**Task brief**
List every line in the records below that contains the word "pomegranate".

**Input rows**
───
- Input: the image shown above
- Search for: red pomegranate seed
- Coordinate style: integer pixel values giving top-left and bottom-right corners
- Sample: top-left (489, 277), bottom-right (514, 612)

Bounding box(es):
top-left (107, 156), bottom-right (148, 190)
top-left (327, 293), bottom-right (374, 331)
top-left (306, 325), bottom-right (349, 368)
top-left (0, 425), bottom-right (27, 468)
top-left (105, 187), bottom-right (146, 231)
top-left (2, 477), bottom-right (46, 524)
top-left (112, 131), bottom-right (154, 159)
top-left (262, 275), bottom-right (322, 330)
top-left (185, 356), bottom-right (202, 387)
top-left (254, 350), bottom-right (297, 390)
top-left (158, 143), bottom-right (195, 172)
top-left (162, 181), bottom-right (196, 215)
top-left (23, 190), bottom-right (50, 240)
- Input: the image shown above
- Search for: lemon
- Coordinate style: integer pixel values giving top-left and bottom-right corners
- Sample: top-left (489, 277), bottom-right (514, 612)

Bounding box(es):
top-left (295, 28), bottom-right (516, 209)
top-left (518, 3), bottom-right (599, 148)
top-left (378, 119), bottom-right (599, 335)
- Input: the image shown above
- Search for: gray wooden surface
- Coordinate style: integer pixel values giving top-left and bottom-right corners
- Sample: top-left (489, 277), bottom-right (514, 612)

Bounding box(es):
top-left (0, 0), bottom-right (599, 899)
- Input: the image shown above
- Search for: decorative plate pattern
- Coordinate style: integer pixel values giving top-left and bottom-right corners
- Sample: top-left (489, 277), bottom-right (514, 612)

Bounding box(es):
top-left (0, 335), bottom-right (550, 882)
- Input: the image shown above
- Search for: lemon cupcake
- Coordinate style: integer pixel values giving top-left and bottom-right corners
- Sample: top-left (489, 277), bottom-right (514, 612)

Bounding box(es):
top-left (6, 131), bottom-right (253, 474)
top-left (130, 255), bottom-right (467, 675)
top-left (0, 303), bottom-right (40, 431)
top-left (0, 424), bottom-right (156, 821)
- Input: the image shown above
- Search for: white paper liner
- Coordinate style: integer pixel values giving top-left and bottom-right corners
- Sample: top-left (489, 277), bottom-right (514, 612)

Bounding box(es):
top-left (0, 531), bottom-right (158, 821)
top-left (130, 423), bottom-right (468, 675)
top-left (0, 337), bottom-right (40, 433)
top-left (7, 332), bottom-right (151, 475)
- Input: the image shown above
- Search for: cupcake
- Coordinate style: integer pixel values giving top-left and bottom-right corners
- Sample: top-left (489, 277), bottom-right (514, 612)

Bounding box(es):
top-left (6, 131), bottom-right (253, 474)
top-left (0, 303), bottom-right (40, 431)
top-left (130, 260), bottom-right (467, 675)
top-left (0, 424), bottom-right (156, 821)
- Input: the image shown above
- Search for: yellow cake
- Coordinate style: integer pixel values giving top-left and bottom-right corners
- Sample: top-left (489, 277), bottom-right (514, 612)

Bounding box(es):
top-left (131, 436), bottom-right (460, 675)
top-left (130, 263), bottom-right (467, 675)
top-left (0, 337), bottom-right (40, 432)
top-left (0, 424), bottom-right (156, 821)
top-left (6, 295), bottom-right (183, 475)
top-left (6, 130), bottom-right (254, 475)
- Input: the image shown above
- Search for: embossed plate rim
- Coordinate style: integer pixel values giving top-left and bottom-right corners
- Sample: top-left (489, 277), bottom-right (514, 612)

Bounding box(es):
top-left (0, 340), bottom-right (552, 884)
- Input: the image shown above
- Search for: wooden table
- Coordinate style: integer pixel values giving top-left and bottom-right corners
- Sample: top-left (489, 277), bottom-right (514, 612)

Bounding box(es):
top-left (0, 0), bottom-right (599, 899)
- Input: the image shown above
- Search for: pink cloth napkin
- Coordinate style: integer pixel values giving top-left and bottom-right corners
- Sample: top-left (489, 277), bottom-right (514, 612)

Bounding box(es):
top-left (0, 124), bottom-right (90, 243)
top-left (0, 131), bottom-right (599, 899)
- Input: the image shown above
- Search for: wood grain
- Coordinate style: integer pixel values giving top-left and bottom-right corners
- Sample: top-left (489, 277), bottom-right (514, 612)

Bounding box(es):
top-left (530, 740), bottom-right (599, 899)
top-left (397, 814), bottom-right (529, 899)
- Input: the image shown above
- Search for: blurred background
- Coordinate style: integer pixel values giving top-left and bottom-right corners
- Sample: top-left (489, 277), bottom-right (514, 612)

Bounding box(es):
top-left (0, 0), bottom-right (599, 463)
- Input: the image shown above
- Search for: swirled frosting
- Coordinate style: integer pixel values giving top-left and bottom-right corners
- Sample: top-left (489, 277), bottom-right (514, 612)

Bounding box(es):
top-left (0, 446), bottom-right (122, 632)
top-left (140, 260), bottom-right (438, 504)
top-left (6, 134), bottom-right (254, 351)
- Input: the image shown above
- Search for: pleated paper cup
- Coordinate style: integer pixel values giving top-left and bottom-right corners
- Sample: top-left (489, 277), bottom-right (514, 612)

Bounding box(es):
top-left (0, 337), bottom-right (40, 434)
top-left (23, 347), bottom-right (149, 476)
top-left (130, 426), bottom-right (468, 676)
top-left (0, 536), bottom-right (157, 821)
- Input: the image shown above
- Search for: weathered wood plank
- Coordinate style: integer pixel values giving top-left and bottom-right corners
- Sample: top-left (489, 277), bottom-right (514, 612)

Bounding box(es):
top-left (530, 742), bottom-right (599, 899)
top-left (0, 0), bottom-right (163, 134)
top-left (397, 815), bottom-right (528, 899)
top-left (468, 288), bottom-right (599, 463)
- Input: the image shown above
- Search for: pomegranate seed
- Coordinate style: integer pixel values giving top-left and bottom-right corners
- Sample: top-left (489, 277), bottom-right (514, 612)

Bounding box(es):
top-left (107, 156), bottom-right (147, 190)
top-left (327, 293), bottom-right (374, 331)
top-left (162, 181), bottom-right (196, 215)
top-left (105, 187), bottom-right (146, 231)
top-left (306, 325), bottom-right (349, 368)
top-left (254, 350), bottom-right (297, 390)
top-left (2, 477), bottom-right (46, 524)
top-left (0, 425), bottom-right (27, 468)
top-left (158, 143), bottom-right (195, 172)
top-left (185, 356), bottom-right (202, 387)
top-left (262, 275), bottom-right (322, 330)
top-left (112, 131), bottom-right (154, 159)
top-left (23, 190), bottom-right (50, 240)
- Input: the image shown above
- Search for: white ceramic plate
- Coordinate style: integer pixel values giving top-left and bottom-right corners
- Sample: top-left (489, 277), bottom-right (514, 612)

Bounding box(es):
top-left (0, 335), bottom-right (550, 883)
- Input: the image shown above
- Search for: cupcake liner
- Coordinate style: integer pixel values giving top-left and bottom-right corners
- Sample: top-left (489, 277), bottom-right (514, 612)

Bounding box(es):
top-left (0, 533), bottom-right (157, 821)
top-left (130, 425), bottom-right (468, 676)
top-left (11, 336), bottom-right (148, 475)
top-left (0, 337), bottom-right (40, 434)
───
**Exercise answer**
- Search for: red pomegranate seed
- Search for: pomegranate seed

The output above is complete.